▶ [WRITTEN EXERCISE 1]: Copy out the forum thread on missing OBS export/import options word for word, in full.
▶ [WRITTEN EXERCISE 2]: Pull out every line of the records that contains the string "branch". Matches are case-sensitive.

Begin TEXT PROVIDED

# Export/Import options not showing up in OBS for Mac



## Sammers (Jun 26, 2020)

Hello. I recently installed OBS on a MacBook Pro (Retina, 15-inch, Mid-2015) for an upcoming fundraiser. I want to see if there is a way to export my scene collection from the Mac to the Windows PC at my job so we can show it on large projector screens.  I learned one way to transfer OBS files from one PC/Mac to another is by using the export/import feature in the scene collection or profile option of the menu. I do not have that choice. Reference the attached picture. I have watched other Youtube videos and even did a screen share with a colleague with a Mac. I tried reinstalling it and it did not work either. I want to uninstall and reinstall it from the beginning but don't want to risk rebuilding all of my screens. She downloaded it on her own work Mac and it gave her the option to export/import. I am trying to troubleshoot how to find export or import in the menu settings up top. I am not finding it and I am not sure what to do. Please advise. Thank you in advance for any direction you can provide.


----------



## LarryH (Oct 17, 2020)

I have similar problem on PC.  I am new to OBS.  I want to do two different worship services each sunday.  They are very different - one being contemporary and the other being different.  I also try to prepare at home.  When I try to export scenes in Profiles it asks for a folder.  When I select Import OBS asks what files to import so I select the two files shown in the export step.  But nothing happens.  Nothing comes in.  I have lost all I did and being new it takes me a long while to rebuild.  What steps am I missing?


----------



## Tangential (Oct 17, 2020)

End TEXT PROVIDED
Begin DATA SECTION

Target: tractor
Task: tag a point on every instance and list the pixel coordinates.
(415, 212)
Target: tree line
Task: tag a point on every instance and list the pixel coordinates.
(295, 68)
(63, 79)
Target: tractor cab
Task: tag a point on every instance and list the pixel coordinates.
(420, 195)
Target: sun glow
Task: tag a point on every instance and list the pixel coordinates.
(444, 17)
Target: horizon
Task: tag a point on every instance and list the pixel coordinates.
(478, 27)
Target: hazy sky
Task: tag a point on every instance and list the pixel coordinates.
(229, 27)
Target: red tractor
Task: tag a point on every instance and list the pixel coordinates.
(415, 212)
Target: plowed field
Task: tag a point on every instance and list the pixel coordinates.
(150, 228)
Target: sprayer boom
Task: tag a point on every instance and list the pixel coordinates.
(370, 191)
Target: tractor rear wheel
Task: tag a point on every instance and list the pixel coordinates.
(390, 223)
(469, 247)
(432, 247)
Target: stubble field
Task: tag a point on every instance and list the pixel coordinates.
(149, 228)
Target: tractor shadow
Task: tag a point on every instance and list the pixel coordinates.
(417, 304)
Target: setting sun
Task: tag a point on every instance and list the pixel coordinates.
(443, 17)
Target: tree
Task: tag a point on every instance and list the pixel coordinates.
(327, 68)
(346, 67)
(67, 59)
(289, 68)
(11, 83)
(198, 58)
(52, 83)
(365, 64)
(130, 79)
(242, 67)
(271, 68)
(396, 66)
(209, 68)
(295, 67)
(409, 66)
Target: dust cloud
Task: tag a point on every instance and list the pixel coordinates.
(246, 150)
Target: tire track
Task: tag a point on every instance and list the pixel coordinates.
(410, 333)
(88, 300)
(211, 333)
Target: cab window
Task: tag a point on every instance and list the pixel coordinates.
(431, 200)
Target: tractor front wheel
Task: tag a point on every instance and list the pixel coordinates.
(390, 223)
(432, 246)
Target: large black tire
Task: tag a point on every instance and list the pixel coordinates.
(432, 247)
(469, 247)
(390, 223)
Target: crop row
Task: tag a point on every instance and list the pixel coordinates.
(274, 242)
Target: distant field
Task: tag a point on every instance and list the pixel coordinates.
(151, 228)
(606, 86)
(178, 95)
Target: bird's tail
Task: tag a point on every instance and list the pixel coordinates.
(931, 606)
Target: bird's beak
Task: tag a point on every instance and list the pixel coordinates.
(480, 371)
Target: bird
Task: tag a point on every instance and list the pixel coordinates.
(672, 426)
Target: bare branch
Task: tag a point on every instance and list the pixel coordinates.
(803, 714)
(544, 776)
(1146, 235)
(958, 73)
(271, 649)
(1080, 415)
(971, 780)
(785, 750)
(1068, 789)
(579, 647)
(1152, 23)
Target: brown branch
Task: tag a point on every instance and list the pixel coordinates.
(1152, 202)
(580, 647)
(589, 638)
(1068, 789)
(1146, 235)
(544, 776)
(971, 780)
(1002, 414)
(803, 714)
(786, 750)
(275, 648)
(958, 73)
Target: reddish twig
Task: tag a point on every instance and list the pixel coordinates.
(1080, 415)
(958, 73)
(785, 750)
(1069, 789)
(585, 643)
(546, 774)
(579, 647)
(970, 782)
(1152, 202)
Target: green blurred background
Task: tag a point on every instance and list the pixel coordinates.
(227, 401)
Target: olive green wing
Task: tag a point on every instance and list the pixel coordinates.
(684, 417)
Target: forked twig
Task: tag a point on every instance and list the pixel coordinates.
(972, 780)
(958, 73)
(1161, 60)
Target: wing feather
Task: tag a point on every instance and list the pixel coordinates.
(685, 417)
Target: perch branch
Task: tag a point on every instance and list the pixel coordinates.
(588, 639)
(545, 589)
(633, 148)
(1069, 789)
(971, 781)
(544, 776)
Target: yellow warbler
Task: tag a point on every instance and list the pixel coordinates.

End DATA SECTION

▶ [WRITTEN ANSWER 1]:
# Export/Import options not showing up in OBS for Mac



## Sammers (Jun 26, 2020)

Hello. I recently installed OBS on a MacBook Pro (Retina, 15-inch, Mid-2015) for an upcoming fundraiser. I want to see if there is a way to export my scene collection from the Mac to the Windows PC at my job so we can show it on large projector screens.  I learned one way to transfer OBS files from one PC/Mac to another is by using the export/import feature in the scene collection or profile option of the menu. I do not have that choice. Reference the attached picture. I have watched other Youtube videos and even did a screen share with a colleague with a Mac. I tried reinstalling it and it did not work either. I want to uninstall and reinstall it from the beginning but don't want to risk rebuilding all of my screens. She downloaded it on her own work Mac and it gave her the option to export/import. I am trying to troubleshoot how to find export or import in the menu settings up top. I am not finding it and I am not sure what to do. Please advise. Thank you in advance for any direction you can provide.


----------



## LarryH (Oct 17, 2020)

I have similar problem on PC.  I am new to OBS.  I want to do two different worship services each sunday.  They are very different - one being contemporary and the other being different.  I also try to prepare at home.  When I try to export scenes in Profiles it asks for a folder.  When I select Import OBS asks what files to import so I select the two files shown in the export step.  But nothing happens.  Nothing comes in.  I have lost all I did and being new it takes me a long while to rebuild.  What steps am I missing?


----------



## Tangential (Oct 17, 2020)

▶ [WRITTEN ANSWER 2]:
Target: bare branch
Target: brown branch
Target: perch branch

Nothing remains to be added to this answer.